(ДОКУМЕНТ):
============================================================
Лирический герой в “блокадных” стихах Семенова, как правило, вовсе не ощущает себя героем. Ему свойственны страх во время бомбежки — “неужели гибнуть молодым?”, горечь от постоянного унизительного чувства голода. Время воспитало в нем жестокость по отношению к ближнему, особенно встреченному на улице в кромешной ночи затемнения:
<…> Как шагнуть и не оступиться,
Не наткнуться на темноту?
Затемнение — как темница:
Рвись, доказывай правоту!
Сгустки тьмы на ногах по пуду.
Не ракетчик, не лиходей,
Если выживу — добрым буду —
Безо всяких таких идей.
Если выживу!.. А сегодня,
Веком вышколенный не зря,
Сам пырну я кого угодно
Узким лезвием фонаря.
============================================================
(МАТЕРИАЛ):
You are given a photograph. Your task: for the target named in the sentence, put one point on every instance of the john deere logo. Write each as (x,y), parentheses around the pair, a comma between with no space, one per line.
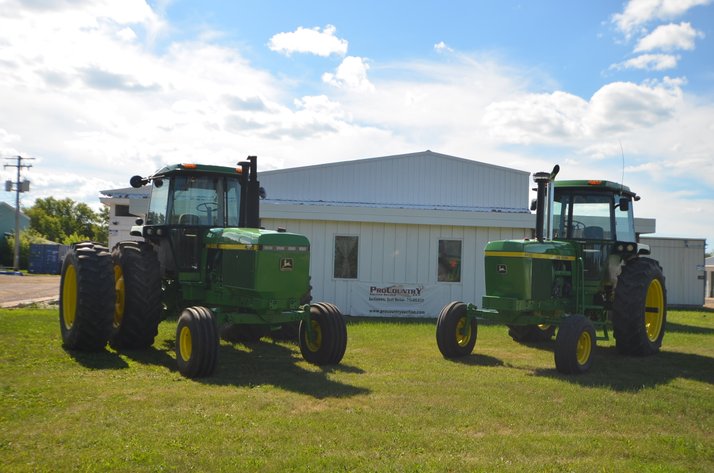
============================================================
(ЗАДАНИЕ): Допишите текст о блокадных стихах Семенова, начиная сразу после последней процитированной строки.

(ОТВЕТ):
Блокадники помнят, что ночной патруль имел право расстреливать подозрительных — не имеющих ночных пропусков либо застигнутых за подачей световых сигналов врагу…
Ближе всего герою стихов о блокаде Глеба Семенова, пожалуй, героиня “Записок блокадного человека” Лидии Гинзбург, над которыми она работала в то же самое время, что и Семенов, — в 1959 — начале 1960-х гг. И у Гинзбург, и у Семенова блокадный человек жив, покуда жив его дух. “Построили, как на ученье, / На подвиг тебя повели. / На полчища — шло ополченье, / Очкарики, гении шли. / Шли доблестно, шли простодушно, / Читали стихи на ходу. / Как выстоять ей, безоружной / Душе, в сорок первом году?” — писал Глеб Семенов. Такое “ополченье” — гении, очкарики — остановило могущественного врага, хотя все они погибли. Без пафоса, но с торжественным ощущением святости происходящего поэт описывает и их гибель, и концерт в ленинградской филармонии 1942 г. — полумертвые бесполые музыканты играют в холодном неотапливаемом зале таким же полумертвым людям, бывшим до войны завсегдатаями ленинградской Филармонии, — играют великую музыку, и “нимб дыхания сгущенного” расцветает над головами. “Над каждой головой”.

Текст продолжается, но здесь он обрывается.